[What is expected]: Below is a set of records; print all of them exactly as written.

[Task data]:
## START

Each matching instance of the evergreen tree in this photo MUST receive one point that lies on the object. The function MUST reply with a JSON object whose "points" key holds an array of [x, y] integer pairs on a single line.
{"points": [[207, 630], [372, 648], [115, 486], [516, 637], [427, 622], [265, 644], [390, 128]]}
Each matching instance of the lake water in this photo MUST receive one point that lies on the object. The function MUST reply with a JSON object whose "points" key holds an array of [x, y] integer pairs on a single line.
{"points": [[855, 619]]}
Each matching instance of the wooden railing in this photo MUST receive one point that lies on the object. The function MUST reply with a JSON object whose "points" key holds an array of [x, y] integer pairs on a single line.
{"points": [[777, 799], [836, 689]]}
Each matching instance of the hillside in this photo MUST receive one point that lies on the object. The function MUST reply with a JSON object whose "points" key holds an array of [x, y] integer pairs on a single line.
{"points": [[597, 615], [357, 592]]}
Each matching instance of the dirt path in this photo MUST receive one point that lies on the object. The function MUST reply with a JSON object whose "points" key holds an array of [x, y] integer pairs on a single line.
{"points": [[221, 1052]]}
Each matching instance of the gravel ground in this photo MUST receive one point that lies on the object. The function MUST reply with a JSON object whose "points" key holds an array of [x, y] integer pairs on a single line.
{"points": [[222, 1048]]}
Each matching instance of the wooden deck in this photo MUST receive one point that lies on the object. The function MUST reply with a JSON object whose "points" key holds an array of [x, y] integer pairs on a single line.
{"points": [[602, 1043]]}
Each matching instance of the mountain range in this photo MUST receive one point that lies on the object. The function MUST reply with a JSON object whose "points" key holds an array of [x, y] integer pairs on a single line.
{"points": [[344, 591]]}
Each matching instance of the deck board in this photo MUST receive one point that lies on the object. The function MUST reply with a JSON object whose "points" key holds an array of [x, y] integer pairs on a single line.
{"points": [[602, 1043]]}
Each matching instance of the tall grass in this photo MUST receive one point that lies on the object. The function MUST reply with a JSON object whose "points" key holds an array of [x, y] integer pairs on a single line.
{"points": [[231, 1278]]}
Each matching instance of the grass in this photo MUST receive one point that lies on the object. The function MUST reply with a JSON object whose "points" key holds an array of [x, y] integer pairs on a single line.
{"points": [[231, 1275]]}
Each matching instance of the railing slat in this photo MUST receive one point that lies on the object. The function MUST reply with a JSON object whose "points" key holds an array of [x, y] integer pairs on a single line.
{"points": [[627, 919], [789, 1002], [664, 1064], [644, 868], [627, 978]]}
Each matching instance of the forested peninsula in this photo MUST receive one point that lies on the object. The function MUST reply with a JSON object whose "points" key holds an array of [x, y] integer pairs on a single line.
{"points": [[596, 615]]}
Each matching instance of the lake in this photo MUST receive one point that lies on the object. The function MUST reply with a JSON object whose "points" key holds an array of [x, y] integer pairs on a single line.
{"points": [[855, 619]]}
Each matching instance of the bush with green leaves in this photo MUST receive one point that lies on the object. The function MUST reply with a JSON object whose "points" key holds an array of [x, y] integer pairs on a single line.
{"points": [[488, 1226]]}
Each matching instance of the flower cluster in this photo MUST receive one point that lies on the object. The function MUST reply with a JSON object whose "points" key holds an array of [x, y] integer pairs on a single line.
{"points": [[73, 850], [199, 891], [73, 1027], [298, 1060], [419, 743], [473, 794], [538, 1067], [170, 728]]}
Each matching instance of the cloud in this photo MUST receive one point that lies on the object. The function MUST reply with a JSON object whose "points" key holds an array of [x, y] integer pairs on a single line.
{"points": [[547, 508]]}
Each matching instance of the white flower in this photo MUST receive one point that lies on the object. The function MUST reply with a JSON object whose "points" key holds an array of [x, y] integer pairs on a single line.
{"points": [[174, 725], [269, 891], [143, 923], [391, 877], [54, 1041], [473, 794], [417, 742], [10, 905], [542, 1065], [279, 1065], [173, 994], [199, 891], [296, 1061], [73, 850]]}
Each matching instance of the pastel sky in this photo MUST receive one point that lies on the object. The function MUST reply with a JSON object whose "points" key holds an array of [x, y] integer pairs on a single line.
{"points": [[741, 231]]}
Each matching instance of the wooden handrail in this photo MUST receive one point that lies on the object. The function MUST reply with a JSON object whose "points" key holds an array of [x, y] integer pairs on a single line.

## END

[Output of the exercise]:
Each matching instance of the evergreen tree in this photo MUST receive one point that lies on the object. The function MUST reply with a JSON object whose "points" key holds an array of [x, y] integer pairs on a single line.
{"points": [[207, 630], [372, 648], [115, 486], [516, 637], [427, 622], [265, 644], [390, 128]]}
Each matching instance of the lake water in this photo MUST receive one point that lies on the object. The function MUST reply with a JSON object whose "points" key holds an array of [x, y] integer pairs on a single line.
{"points": [[855, 619]]}
Each matching instance of the wooden railing in this photo MUST receive one point that lies on the object. The function MUST reply with a JSON object whose "points" key holds an array of [x, y] integer pairs on a single line.
{"points": [[777, 799], [836, 689]]}
Each matching instance of the hillside in this photo MUST receive one point that lies on the object. The function MUST reply with a JSON object whose "points" key holds an array of [x, y] integer pairs on a single line.
{"points": [[597, 615], [357, 592]]}
Each matching instance of the dirt path in this photo MUST receive one point that lies on the object. The function MUST reply with a JSON object whose "points" key holds an array of [x, y] integer pairs on a single line.
{"points": [[221, 1052]]}
Each matching instance of the gravel ground in this photo MUST receive one point that lies on the object. The function MUST reply with a JSON object whose "points" key holds an array of [x, y] integer pairs on a single line.
{"points": [[222, 1048]]}
Each matching instance of the wooden deck in this photo MUST receive one point that lies on the object. The function MUST reply with a JSON object whose "points" key holds an array of [x, y] integer pairs on a single line.
{"points": [[602, 1043]]}
Each matching instance of the mountain range in this photo MUST receive one point that lies on the object. The function MUST reply with a JSON object whose "points" key holds an array of [x, y] integer pairs on a single line.
{"points": [[344, 591]]}
Each matching instance of the deck board in this photo MUST receive one point that lies on the object. The function MUST reply with a JSON object whose "points" key holds an array of [x, y] integer pairs on a single line.
{"points": [[602, 1043]]}
Each matching instance of the tall grass in this photo MUST receive one point that lies on the object. The function MUST reply with a JSON object whose "points" key holds an array of [x, y] integer pairs on a single line.
{"points": [[231, 1278]]}
Each matching instance of the grass in this photo MUST receive one point that lies on the object. The function MUST reply with a JSON object whose "points" key holds an array of [x, y] integer pairs on a single line.
{"points": [[231, 1275]]}
Each matching instance of the railing slat in this photo MUST receive one point that lies on the object. The function MUST reply with a JSON object whose "points" key holds an array of [x, y] integer pairs on a single line.
{"points": [[627, 919], [789, 1002], [664, 1064], [644, 868], [627, 978]]}
Each matching instance of the forested peninsula in this photo MUST receive one point that lies on the object. The function MUST reply with a JSON object whose "points" key holds an array of [x, y] integer pairs on a single line.
{"points": [[596, 615]]}
Each matching instance of the lake in this photo MUST receive one point that lies on the object. The function MUST reply with a JSON object whose "points" key holds an array of [x, y] integer pairs on a single line.
{"points": [[855, 619]]}
Each matching instance of the bush with green leaves in this photo MUST receive one point that lies on the object. The function MUST reply with a JSON object whose "points" key holds an array of [x, y] integer pairs on a single line.
{"points": [[488, 1226]]}
Each matching instance of the flower cluster in this photo MUST receive one point that lies on the object. The function MUST reply with a JSON object whose "points" key holds an array of [x, y] integer pairs on a single line.
{"points": [[73, 850], [199, 891], [73, 1027], [298, 1060], [419, 743], [473, 794], [538, 1067], [170, 728]]}
Each matching instance of the cloud in this photo MUST receive one point that lies on the object. The function MUST reply with a JSON object whose "points" key holds an array of [x, y] integer pairs on a single line.
{"points": [[547, 508]]}
Each matching instance of the white flower in this photo MUST receive one point that lies on the object. The function MUST reply with a JSON object whose "points" key holds an array of [x, y] integer pairs on a single line.
{"points": [[174, 725], [269, 891], [143, 923], [391, 877], [54, 1041], [473, 794], [417, 742], [10, 905], [542, 1065], [279, 1065], [173, 994], [199, 891], [296, 1061], [73, 850]]}
Each matching instance of the pastel sky in this photo MUST receive one point that lies on the object. The function MUST reply with a JSON object whose "points" key holds an array of [x, y] integer pairs on a single line.
{"points": [[741, 231]]}
Each matching instance of the wooden handrail in this photo MUST receive one point that lies on the object. The function MUST reply with a JSON object whose "points" key holds an array of [x, y] integer pairs on a single line.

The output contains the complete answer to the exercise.